■ Фрагмент страницы
****************************************
2014-12-01

Книга - Михаил Ипатович Белов - И вечный бой... Михаил Ипатович Белов

И вечный бой... Михаил Ипатович Белов


Пт, 31/01/2014 - 21:18 — Администратор

"Сколько бы ни минуло веков или лет, какие бы ни случались в стране перемены, патриотизм ее граждан, начиная с руководителей государства, являлся и остается главным мерилом их достоинства, права на светлую память потомков."
Автор
Михаил Ипатович Белов — генерал-майор в отставке. У него за плечами славный боевой путь. Воевал на многих фронтах, в том числе и под Сталинградом, освобождал Будапешт, с боями дошел до Вены. После войны продолжил военную службу, в отставку вышел в 1988 году, имея звание доктора военных наук, профессора.
Михаил Ипатович Белов родился в 1924 году в маленькой башкирской деревне Алексеевке (теперь ее нет) Мишкинского района Республики Башкортостан в крестьянской семье, где было девять мальчиков и одна девочка. Восемь братьев Беловых ушли на фронт, но вернулись только четверо.
****************************************
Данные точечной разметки

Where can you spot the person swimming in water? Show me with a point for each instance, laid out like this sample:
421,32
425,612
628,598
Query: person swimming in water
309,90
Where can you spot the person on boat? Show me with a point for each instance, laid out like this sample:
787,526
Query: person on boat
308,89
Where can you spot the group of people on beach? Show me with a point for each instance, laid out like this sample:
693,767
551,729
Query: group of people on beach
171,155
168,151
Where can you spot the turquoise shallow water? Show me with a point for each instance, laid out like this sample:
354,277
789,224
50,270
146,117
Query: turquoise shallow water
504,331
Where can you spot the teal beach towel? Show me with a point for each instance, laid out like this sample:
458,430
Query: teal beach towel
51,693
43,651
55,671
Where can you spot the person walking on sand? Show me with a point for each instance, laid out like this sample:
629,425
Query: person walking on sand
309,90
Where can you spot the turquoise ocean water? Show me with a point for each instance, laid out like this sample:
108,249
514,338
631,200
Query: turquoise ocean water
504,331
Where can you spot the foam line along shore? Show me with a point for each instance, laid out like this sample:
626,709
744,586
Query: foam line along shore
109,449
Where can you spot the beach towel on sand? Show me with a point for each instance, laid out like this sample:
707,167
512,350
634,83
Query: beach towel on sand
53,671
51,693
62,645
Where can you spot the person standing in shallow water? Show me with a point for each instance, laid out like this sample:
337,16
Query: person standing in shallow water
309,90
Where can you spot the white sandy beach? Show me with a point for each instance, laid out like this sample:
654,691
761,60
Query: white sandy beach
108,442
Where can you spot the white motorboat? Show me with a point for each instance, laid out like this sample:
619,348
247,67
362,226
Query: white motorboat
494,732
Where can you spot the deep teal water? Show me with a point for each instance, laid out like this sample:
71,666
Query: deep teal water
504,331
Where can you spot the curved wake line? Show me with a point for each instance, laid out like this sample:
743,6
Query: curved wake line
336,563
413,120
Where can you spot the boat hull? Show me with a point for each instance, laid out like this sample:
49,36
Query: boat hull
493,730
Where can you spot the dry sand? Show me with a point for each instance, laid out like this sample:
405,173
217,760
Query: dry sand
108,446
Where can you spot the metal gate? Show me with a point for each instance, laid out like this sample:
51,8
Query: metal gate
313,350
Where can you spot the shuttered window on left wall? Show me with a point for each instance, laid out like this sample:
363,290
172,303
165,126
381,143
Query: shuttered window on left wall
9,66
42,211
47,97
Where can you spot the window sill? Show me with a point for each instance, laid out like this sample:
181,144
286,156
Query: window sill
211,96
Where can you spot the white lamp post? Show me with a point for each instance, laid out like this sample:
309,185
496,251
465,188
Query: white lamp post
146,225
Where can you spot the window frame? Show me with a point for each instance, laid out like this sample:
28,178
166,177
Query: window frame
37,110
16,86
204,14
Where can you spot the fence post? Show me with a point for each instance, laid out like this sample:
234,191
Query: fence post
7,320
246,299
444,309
****************************************
■ Требования
**a.** Перепишите дословно часть текста о Михаиле Ипатовиче Белове, которая начинается словами «Пт, 31/01/2014 - 21:18» и заканчивается словами «вернулись только четверо.».
**b.** Ответьте по тексту о Михаиле Ипатовиче Белове на вопросы:
(i) В каком году он вышел в отставку?
(ii) В каком году он родился?
(iii) Сколько братьев Беловых вернулись с фронта?
**c.** Напишите продолжение текста о Михаиле Ипатовиче Белове, начиная сразу после его последнего предложения.
Строки с данными для выполнения заданий не используются.

■ Ответы к заданиям
**a.**
Пт, 31/01/2014 - 21:18 — Администратор

"Сколько бы ни минуло веков или лет, какие бы ни случались в стране перемены, патриотизм ее граждан, начиная с руководителей государства, являлся и остается главным мерилом их достоинства, права на светлую память потомков."
Автор
Михаил Ипатович Белов — генерал-майор в отставке. У него за плечами славный боевой путь. Воевал на многих фронтах, в том числе и под Сталинградом, освобождал Будапешт, с боями дошел до Вены. После войны продолжил военную службу, в отставку вышел в 1988 году, имея звание доктора военных наук, профессора.
Михаил Ипатович Белов родился в 1924 году в маленькой башкирской деревне Алексеевке (теперь ее нет) Мишкинского района Республики Башкортостан в крестьянской семье, где было девять мальчиков и одна девочка. Восемь братьев Беловых ушли на фронт, но вернулись только четверо.

**b.**
(i) В 1988 году.
(ii) В 1924 году.
(iii) Четверо.

**c.**
Скачать книгу в формате PDF

В книге в систематизированном виде представлены избранные произведения автора — опубликованные в минувшем XX столетии очерки, статьи и интервью. В ней с позиции фронтовика и военного историка даётся оценка роли семьи в защите Родины, раскрывается увиденное и пережитое им в годы Великой Отечественной войны на
пути от Сталинграда до Вены, облик противоборствовавших организаторов сражений и битв. Раскрываются также особо значимые события предвоенного времени, и — послевоенного, в которых принимал непосредственное участие. Книга предназначается для всех, кому дорога Россия, кому небезразлична её суровая минувшая и нынешняя судьба, её неопределенное будущее.

ПОДВИГ МАТЕРИ (фрагмент книги)
Самой природой нам предопределено наиболее близкое ощущение матери. С младенчества каждого материнский лик — самый узнаваемый и желанный, трепетно милый и дорогой. Сопровождает он нас в реальности и мечтах от первых дней и до последних, в мгновениях радости и горести. Выношенные под сердцем матери, мы рождаемся в ее муках. Оторванные от пуповины, а затем и от вскормившей груди, мы все
дальше и дальше уходим вглубь бытия. И как бы ни сложилась судьба, долг каждого быть благодарным матери за то, что одарила уникальным сокровищем мироздания — жизнью на Земле, до конца своих дней хра-
нить память о ней.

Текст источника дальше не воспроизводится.